• [STATED TASK] Report every line of the data below that contains the string "corners". Matching is case-sensitive.

Labeled shape records:
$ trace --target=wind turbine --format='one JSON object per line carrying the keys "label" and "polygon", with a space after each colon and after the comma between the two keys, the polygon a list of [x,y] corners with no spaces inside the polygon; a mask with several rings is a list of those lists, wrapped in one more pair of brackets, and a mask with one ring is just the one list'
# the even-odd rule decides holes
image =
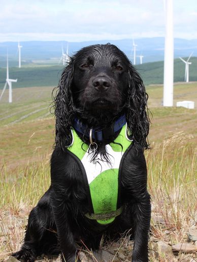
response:
{"label": "wind turbine", "polygon": [[135,65],[136,63],[136,47],[138,46],[135,45],[134,42],[134,39],[133,39],[133,47],[134,49],[134,64]]}
{"label": "wind turbine", "polygon": [[61,58],[59,60],[59,64],[60,62],[61,61],[63,62],[63,65],[65,65],[66,61],[67,61],[67,54],[65,54],[63,51],[63,46],[61,45]]}
{"label": "wind turbine", "polygon": [[5,84],[4,89],[2,91],[2,93],[0,96],[0,100],[2,99],[2,96],[4,93],[5,90],[6,90],[7,85],[8,85],[9,88],[9,102],[12,102],[12,82],[17,82],[17,79],[9,79],[9,70],[8,66],[8,55],[7,55],[7,77],[6,80],[6,84]]}
{"label": "wind turbine", "polygon": [[193,52],[191,53],[190,55],[189,56],[188,59],[187,61],[185,61],[183,58],[179,57],[179,58],[185,63],[185,81],[187,83],[189,82],[189,65],[191,64],[191,62],[188,62],[190,58],[192,56]]}
{"label": "wind turbine", "polygon": [[21,60],[20,60],[20,49],[22,47],[22,46],[20,46],[19,41],[18,42],[18,67],[19,68],[21,67]]}
{"label": "wind turbine", "polygon": [[164,106],[173,105],[174,36],[173,0],[164,0],[166,17],[166,36],[164,58]]}
{"label": "wind turbine", "polygon": [[144,56],[141,54],[140,56],[137,56],[137,57],[140,57],[140,64],[142,64],[142,58],[144,57]]}
{"label": "wind turbine", "polygon": [[67,42],[66,61],[67,61],[67,62],[69,62],[69,42]]}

• [SOLUTION TO THE PROBLEM]
$ trace --target=wind turbine --format='one JSON object per line carrying the keys "label" and "polygon", with a space after each colon and after the comma between the two keys, the polygon a list of [x,y] corners with no spaces inside the polygon; a mask with several rings is a list of those lists, wrapped in one more pair of brackets, and a mask with one ring is just the one list'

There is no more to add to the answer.